:: REQUIRED TASK 1 ::
Copy the records below line for line, changing nothing.
— START OF EXCERPT TO READ —
Suggest linking "stateless" to stateless protocol.- Done
"By disallowing the embedding of the website in untrusted contexts, the malicious app can no longer ...": needs rephrasing; as written this says it's the malicious app that is doing the disallowing.- Rephrased
Am I right in thinking that the Fetch metadata headers do nothing by themselves, but require the targeted app to take action depending on their content? So they enable a defence but are not in themselves a defence?- Yep, they enable a defence but they are not defences in themselves (it allows for disallowing specific "risky" requests)
-- Mike Christie (talk - contribs - library) 13:16, 11 March 2024 (UTC)
- @Mike Christie Thank you so much for the review. I've implemented most of the feedback and left a few inline explanations.
- I'm a bit confused regarding the lede (a lot of the bulk comes from implementing User:JimKillock's (courtesty ping) suggestions regarding simplified overview of the topic for general readers). I wonder if moving some of the example related content into the "mechanism" section would be a good idea :) Sohom (talk) 04:55, 12 March 2024 (UTC)
- Hi both, take a read of
- WP:TECHNICAL: It is especially important to make the lead section understandable using plain language, and it is often helpful to begin with more common and accessible subtopics, then proceed to those requiring advanced knowledge or addressing niche specialties.
- WP:EXPLAINLEAD: For these reasons, the lead should provide an understandable overview of the article. While the lead is intended to mention all key aspects of the topic in some way, accessibility can be improved by only summarizing the topic in the lead and placing the technical details in the body of the article. … In general, the lead should not assume that the reader is well acquainted with the subject of the article. Terminology in the lead section should be understandable on sight to general readers whenever this can be done in a way that still adequately summarizes the article, and should not depend on a link to another article.
- WP:ONEDOWN A general technique for increasing accessibility is to consider the typical level where the topic is studied (for example, secondary, undergraduate, or postgraduate). … The lead section should be particularly understandable, but the advice to write one level down can be applied to the entire article, increasing the overall accessibility. Writing one level down also supports our goal to provide a tertiary source on the topic, which readers can use before they begin to read other sources about it. Writing one level down also supports our goal to provide a tertiary source on the topic, which readers can use before they begin to read other sources about it. In terms of the example, For example, a long-winded mathematical proof of some result is unlikely to be read by either a general reader or an expert, but a short summary of the proof and its most important points may convey a sense to a general reader without reducing the usefulness to an expert reader.
— END OF EXCERPT TO READ —
— START OF RECORDS —
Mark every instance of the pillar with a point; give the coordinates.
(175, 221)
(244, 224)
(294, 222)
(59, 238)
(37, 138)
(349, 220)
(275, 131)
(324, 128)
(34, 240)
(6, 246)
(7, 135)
— END OF RECORDS —
:: REQUIRED TASK 2 ::
In the review discussion, what was the word "stateless" suggested to link to?

:: CORRECT ANSWER 1 ::
Mark every instance of the pillar with a point; give the coordinates.
(175, 221)
(244, 224)
(294, 222)
(59, 238)
(37, 138)
(349, 220)
(275, 131)
(324, 128)
(34, 240)
(6, 246)
(7, 135)

:: CORRECT ANSWER 2 ::
Stateless protocol.